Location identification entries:
────────────────────

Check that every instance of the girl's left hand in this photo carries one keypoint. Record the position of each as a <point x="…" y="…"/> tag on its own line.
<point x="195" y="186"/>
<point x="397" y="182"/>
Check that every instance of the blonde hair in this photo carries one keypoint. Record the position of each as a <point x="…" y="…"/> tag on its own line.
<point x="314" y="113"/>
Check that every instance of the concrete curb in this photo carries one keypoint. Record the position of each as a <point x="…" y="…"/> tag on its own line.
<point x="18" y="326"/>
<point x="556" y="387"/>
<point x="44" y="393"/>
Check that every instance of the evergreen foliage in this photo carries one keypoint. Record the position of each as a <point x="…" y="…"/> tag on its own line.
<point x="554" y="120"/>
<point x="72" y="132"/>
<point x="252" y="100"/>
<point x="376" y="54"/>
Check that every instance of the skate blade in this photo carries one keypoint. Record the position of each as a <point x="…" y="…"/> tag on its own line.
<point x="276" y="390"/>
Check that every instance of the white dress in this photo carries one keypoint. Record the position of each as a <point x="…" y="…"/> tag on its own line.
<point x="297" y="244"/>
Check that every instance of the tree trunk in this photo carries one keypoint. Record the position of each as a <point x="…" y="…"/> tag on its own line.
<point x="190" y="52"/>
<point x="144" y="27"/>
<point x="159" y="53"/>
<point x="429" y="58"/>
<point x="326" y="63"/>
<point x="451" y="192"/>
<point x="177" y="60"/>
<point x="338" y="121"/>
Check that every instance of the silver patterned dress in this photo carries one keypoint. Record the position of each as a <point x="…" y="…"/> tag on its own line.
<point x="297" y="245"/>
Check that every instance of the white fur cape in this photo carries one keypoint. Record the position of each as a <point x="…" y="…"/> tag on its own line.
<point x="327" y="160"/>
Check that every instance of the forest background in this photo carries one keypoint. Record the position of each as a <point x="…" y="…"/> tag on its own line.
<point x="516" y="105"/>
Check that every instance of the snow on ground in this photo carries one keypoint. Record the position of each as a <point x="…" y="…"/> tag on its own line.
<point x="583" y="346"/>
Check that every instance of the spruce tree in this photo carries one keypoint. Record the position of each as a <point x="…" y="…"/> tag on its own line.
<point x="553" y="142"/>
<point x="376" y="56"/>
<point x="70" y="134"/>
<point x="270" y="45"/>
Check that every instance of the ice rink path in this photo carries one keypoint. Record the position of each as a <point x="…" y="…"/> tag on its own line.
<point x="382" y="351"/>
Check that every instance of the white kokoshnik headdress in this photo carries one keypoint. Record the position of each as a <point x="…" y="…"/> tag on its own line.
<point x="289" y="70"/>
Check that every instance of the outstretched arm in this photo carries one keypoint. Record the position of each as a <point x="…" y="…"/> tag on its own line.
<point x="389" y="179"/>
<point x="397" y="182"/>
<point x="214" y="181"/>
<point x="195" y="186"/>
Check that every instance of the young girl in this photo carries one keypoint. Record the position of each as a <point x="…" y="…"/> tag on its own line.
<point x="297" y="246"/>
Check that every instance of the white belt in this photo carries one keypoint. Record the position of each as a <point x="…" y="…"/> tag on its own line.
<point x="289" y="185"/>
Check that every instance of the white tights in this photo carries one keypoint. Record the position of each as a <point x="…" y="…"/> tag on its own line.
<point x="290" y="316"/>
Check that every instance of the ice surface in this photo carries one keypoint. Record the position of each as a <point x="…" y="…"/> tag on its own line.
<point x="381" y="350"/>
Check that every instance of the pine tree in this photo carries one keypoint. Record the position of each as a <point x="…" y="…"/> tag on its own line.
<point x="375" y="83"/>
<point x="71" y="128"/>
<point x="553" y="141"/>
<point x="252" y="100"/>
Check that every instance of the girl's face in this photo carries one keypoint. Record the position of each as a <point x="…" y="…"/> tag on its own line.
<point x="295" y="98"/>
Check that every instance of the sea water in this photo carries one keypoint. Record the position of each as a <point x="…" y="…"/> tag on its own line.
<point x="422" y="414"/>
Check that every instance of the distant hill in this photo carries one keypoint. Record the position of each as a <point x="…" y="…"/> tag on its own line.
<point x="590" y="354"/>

────────────────────

• [Stated task] Write every entry out again exactly.

• [Response for this exercise]
Check that every instance of the girl's left hand in this photo carries one keypoint. Record the position of each as a <point x="…" y="…"/> tag on its own line.
<point x="195" y="186"/>
<point x="397" y="182"/>
Check that every instance of the blonde hair in this photo carries one keypoint. Record the position of each as a <point x="…" y="…"/> tag on its own line.
<point x="314" y="113"/>
Check that every instance of the concrete curb in this photo carries one keypoint. Record the position of each as a <point x="…" y="…"/> tag on its own line.
<point x="18" y="326"/>
<point x="556" y="387"/>
<point x="44" y="393"/>
Check that every instance of the evergreen foliage in this photo carries one keypoint. Record the position of each as a <point x="…" y="…"/> tag on its own line.
<point x="554" y="120"/>
<point x="72" y="132"/>
<point x="252" y="100"/>
<point x="376" y="54"/>
Check that every instance of the skate blade in this photo carries one keypoint. Record the position of each as a <point x="…" y="…"/> tag on its own line.
<point x="276" y="390"/>
Check that every instance of the white dress in this photo carries one keypoint. Record the position of each as a <point x="…" y="…"/> tag on its own line.
<point x="297" y="244"/>
Check that every instance of the tree trunk in this photo carries one keypoint. Record the position of each as a <point x="…" y="…"/> tag on its own line.
<point x="190" y="52"/>
<point x="144" y="27"/>
<point x="159" y="53"/>
<point x="429" y="58"/>
<point x="326" y="63"/>
<point x="451" y="192"/>
<point x="177" y="60"/>
<point x="338" y="121"/>
Check that every instance of the silver patterned dress in this photo carries one keypoint. Record the position of each as a <point x="…" y="…"/> tag on its own line.
<point x="297" y="245"/>
Check that every instance of the white fur cape in this photo carries one keypoint. Record the position of each as a <point x="…" y="…"/> tag on its own line.
<point x="327" y="160"/>
Check that every instance of the forest background in this photo carries one keypoint. Record the position of each as a <point x="…" y="…"/> tag on its own line.
<point x="516" y="105"/>
Check that every instance of the snow on ground in this photo carries one keypoint. Record the position of each as a <point x="…" y="…"/> tag on its own line.
<point x="583" y="346"/>
Check that every instance of the spruce tree in this photo carries one keypoint. Record the position of each as a <point x="…" y="…"/> tag on its own line.
<point x="553" y="142"/>
<point x="376" y="56"/>
<point x="70" y="134"/>
<point x="270" y="45"/>
Check that every instance of the ice rink path in this photo carries one keypoint. Record the position of each as a <point x="…" y="…"/> tag on its own line.
<point x="382" y="351"/>
Check that every instance of the white kokoshnik headdress in this photo carries one keypoint. Record the position of each as a <point x="…" y="…"/> tag on its own line.
<point x="289" y="70"/>
Check that every instance of the outstretched arm in this photo carries one keypoint. Record the position of each as a <point x="…" y="…"/> tag on its own line.
<point x="389" y="179"/>
<point x="397" y="182"/>
<point x="214" y="181"/>
<point x="195" y="186"/>
Check that every instance of the young girl in this photo carries one keypoint. Record the position of each as a <point x="…" y="…"/> tag on its own line.
<point x="297" y="246"/>
Check that every instance of the white belt in this photo carries one keypoint. Record the position of each as a <point x="…" y="…"/> tag on its own line.
<point x="289" y="185"/>
Check that every instance of the white tights in this photo carries one keypoint. Record the position of each as a <point x="…" y="…"/> tag on its own line.
<point x="290" y="316"/>
Check that every instance of the ice surface in this photo carries one keypoint. Record the position of each as a <point x="…" y="…"/> tag on its own line.
<point x="381" y="350"/>
Check that every instance of the pine tree in this photo carries one keypoint. Record the position of each as a <point x="…" y="…"/> tag on its own line.
<point x="375" y="83"/>
<point x="71" y="128"/>
<point x="553" y="141"/>
<point x="252" y="100"/>
Check that every instance of the girl's face in this photo carries one keypoint. Record the position of each as a <point x="…" y="…"/> tag on its own line.
<point x="295" y="98"/>
Check that every instance of the sea water in this photo carries one keypoint. Record the position of each as a <point x="…" y="…"/> tag on its own line.
<point x="422" y="414"/>
Check that every instance of the distant hill in this photo carries one keypoint. Record the position of each as a <point x="…" y="…"/> tag on its own line.
<point x="590" y="354"/>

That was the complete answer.